Referring expression data →
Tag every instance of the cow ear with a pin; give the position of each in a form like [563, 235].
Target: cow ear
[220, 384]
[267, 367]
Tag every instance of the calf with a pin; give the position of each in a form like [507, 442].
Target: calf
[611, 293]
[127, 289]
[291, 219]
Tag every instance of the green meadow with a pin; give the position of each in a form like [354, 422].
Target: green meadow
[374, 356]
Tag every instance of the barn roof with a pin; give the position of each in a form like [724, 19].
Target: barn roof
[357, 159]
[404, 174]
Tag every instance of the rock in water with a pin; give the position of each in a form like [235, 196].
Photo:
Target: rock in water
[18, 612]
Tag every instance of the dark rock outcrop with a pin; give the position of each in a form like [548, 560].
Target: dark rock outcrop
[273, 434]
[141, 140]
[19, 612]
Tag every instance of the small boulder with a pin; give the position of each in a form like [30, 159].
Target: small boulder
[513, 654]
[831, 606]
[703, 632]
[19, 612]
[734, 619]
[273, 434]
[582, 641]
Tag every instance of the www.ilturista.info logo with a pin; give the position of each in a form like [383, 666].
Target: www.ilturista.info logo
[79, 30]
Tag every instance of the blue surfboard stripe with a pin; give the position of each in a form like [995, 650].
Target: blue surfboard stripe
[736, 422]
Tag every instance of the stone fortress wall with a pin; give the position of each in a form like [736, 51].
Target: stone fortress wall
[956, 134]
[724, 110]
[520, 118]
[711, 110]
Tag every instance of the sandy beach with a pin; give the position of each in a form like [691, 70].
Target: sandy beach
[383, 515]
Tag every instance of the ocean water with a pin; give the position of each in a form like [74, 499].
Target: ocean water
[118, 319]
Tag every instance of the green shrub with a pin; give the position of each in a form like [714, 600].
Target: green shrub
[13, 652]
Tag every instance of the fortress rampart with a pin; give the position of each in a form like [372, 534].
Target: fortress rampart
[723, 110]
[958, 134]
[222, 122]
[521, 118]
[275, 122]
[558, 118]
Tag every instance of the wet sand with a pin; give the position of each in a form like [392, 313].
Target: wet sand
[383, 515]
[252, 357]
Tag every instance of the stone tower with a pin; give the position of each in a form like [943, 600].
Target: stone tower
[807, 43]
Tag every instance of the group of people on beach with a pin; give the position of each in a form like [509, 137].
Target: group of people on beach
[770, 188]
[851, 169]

Task to complete →
The reply should consist solely of the lines above from the one that has "Target: green meadow" through the one that has "Tag every instance of the small", reproduced exactly.

Task result →
Target: green meadow
[374, 356]
Tag every instance of the barn roof with a pin; give the position of each in a form like [724, 19].
Target: barn roof
[357, 159]
[404, 174]
Tag every instance of the rock in water with a pin; give the position of each in a form like [235, 196].
Photo:
Target: rock in water
[18, 612]
Tag every instance of the dark rock outcrop with a pin; give the position of each in a form like [548, 560].
Target: dark rock outcrop
[273, 434]
[141, 140]
[19, 612]
Tag every instance of the small boulder with a pin; give the position of each in a form like [30, 159].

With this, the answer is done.